-- START Task input --

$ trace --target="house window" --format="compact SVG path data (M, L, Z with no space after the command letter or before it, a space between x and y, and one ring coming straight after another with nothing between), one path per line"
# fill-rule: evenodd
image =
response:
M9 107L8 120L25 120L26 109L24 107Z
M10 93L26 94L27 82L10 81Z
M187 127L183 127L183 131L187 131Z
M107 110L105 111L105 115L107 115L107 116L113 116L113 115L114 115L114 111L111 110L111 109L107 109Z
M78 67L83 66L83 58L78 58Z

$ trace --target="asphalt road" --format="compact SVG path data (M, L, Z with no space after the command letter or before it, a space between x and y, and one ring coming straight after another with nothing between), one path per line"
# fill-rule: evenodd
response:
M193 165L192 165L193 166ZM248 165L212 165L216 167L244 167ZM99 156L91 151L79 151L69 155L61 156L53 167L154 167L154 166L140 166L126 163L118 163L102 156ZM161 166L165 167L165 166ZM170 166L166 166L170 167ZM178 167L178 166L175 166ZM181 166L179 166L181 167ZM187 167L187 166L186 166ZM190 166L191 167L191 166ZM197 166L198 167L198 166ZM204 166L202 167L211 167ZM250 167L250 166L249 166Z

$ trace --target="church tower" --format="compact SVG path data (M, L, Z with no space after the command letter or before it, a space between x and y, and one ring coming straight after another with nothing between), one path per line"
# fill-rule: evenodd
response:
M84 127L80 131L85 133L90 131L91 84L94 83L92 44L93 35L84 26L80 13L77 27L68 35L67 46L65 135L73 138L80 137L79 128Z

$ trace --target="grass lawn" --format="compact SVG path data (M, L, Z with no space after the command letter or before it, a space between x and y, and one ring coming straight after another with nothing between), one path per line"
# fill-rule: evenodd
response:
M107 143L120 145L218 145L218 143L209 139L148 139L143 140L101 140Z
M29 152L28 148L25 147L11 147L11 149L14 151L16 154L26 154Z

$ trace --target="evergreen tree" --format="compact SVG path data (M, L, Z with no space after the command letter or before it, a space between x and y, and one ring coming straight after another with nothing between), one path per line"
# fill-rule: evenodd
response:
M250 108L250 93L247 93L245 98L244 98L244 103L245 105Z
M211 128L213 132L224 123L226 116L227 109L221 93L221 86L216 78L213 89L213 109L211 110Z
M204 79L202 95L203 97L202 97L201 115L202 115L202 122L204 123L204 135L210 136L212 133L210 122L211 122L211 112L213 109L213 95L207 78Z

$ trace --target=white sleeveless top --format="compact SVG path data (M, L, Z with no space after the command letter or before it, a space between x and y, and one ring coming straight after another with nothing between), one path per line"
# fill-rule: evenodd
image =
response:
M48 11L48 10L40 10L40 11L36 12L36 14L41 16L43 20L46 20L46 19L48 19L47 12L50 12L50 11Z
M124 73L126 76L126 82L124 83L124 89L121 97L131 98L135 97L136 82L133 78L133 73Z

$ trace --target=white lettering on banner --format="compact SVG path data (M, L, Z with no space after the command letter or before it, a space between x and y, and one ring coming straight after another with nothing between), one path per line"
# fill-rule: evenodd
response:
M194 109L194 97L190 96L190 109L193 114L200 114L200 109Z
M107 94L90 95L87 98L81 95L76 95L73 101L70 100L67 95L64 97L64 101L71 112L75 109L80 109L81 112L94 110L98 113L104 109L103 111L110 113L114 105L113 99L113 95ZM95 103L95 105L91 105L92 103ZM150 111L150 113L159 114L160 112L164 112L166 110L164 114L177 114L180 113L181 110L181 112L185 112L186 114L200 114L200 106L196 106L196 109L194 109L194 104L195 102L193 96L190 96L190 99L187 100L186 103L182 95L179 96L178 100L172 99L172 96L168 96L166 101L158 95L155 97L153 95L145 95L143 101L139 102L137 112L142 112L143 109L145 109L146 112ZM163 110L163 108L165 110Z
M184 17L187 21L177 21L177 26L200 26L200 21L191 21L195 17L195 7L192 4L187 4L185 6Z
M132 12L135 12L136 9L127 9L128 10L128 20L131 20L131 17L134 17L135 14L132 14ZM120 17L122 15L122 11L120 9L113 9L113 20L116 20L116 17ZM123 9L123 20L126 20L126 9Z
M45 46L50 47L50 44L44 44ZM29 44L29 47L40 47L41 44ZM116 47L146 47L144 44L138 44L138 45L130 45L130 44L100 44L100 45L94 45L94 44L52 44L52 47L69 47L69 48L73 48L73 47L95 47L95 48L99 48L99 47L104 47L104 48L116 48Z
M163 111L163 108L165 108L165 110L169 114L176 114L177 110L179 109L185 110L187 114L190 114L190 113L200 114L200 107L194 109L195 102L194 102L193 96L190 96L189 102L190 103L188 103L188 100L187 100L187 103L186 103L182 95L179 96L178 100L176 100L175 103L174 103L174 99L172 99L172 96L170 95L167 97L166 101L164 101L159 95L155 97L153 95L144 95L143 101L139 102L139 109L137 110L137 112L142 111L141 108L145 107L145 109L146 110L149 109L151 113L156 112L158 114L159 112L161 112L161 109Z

-- END Task input --

■ Exercise ■
Swap every "evenodd" in the items above for "nonzero", and reproduce all the items with nothing else altered.

■ Correct output ■
$ trace --target="house window" --format="compact SVG path data (M, L, Z with no space after the command letter or before it, a space between x and y, and one ring coming straight after another with nothing between), one path per line"
# fill-rule: nonzero
image =
response:
M9 107L8 120L25 120L26 109L24 107Z
M10 93L26 94L27 82L10 81Z
M187 127L183 127L183 131L187 131Z
M107 110L105 111L105 115L107 115L107 116L113 116L113 115L114 115L114 111L111 110L111 109L107 109Z
M78 67L83 66L83 58L78 58Z

$ trace --target="asphalt road" --format="compact SVG path data (M, L, Z with no space after the command letter or before it, a space between x and y, and one ring coming straight after another with nothing between), one path per line"
# fill-rule: nonzero
response:
M193 165L192 165L193 166ZM248 165L212 165L216 167L244 167ZM99 156L91 151L79 151L69 155L61 156L53 167L154 167L154 166L140 166L126 163L118 163L102 156ZM161 166L165 167L165 166ZM170 166L166 166L170 167ZM178 167L178 166L175 166ZM181 166L179 166L181 167ZM187 167L187 166L186 166ZM190 166L191 167L191 166ZM197 166L198 167L198 166ZM204 166L202 167L211 167ZM250 167L250 166L249 166Z

$ trace --target="church tower" --format="compact SVG path data (M, L, Z with no space after the command letter or before it, a space between x and y, and one ring coming straight after another with nothing between), one path per line"
# fill-rule: nonzero
response:
M84 127L80 131L85 133L90 131L91 84L94 83L92 44L93 35L84 26L80 13L77 27L68 35L67 46L65 135L73 138L80 137L79 128Z

$ trace --target="grass lawn" --format="compact SVG path data (M, L, Z with no space after the command letter or before it, a space between x and y, and one ring coming straight after another with nothing between), one path per line"
# fill-rule: nonzero
response:
M107 143L120 145L218 145L218 143L209 139L148 139L143 140L101 140Z
M29 152L28 148L25 147L11 147L11 149L14 151L16 154L26 154Z

$ trace --target="evergreen tree" --format="compact SVG path data (M, L, Z with no space after the command letter or before it, a space between x and y, and one ring coming straight after another with nothing between), one path per line"
# fill-rule: nonzero
response:
M250 108L250 93L247 93L245 98L244 98L244 103L245 105Z
M211 128L213 132L224 123L226 116L227 109L221 93L221 86L216 78L213 89L213 109L211 110Z
M204 79L202 95L203 97L202 97L201 115L202 115L202 122L204 123L204 135L210 136L212 133L210 122L211 122L211 112L213 109L213 95L207 78Z

$ trace --target=white sleeveless top --format="compact SVG path data (M, L, Z with no space after the command letter or before it, a space between x and y, and one ring coming straight after another with nothing between), one path per line"
# fill-rule: nonzero
image =
response:
M48 11L48 10L40 10L40 11L36 12L36 14L41 16L43 20L46 20L46 19L48 19L47 12L50 12L50 11Z
M124 73L126 76L126 82L124 83L124 89L121 97L131 98L135 97L136 82L133 78L133 73Z

$ trace --target=white lettering on banner --format="compact SVG path data (M, L, Z with no space after the command letter or before it, a space between x and y, and one ring coming straight after another with nothing between), one path per line"
# fill-rule: nonzero
response:
M194 109L194 97L190 96L190 109L193 114L200 114L200 109Z
M107 94L90 95L87 98L81 95L76 95L73 101L70 100L67 95L64 97L64 101L71 112L75 109L80 109L81 112L94 110L98 113L104 109L103 111L110 113L114 105L113 99L113 95ZM95 103L95 105L91 105L92 103ZM150 111L150 113L159 114L160 112L164 112L166 110L164 114L177 114L180 113L181 110L181 112L185 112L186 114L200 114L200 106L196 106L196 109L194 109L194 104L195 102L193 96L190 96L190 99L187 100L186 103L182 95L179 96L178 100L172 99L172 96L168 96L166 101L158 95L155 97L153 95L145 95L143 101L139 102L137 112L142 112L143 109L145 109L146 112ZM163 110L163 108L165 110Z
M184 17L187 21L177 21L177 26L200 26L200 21L191 21L195 17L195 7L192 4L187 4L185 6Z
M132 12L135 12L136 9L127 9L128 10L128 20L131 20L131 17L134 17L135 14L132 14ZM120 17L122 15L122 11L120 9L113 9L113 20L116 20L116 17ZM123 9L123 20L126 20L126 9Z
M45 46L50 47L50 44L44 44ZM29 44L29 47L40 47L41 44ZM116 47L146 47L144 44L138 44L138 45L130 45L130 44L100 44L100 45L94 45L94 44L52 44L52 47L69 47L69 48L73 48L73 47L95 47L95 48L99 48L99 47L104 47L104 48L116 48Z
M163 111L163 108L165 108L165 110L169 114L176 114L177 110L179 109L185 110L187 114L190 114L190 113L200 114L200 107L194 109L195 102L194 102L193 96L190 96L189 102L190 103L188 103L188 100L187 100L187 103L186 103L182 95L179 96L178 100L176 100L175 103L174 103L174 99L172 99L172 96L170 95L167 97L166 101L164 101L159 95L155 97L153 95L144 95L143 101L139 102L139 109L137 110L137 112L142 111L141 108L145 107L145 109L146 110L149 109L151 113L156 112L158 114L159 112L161 112L161 109Z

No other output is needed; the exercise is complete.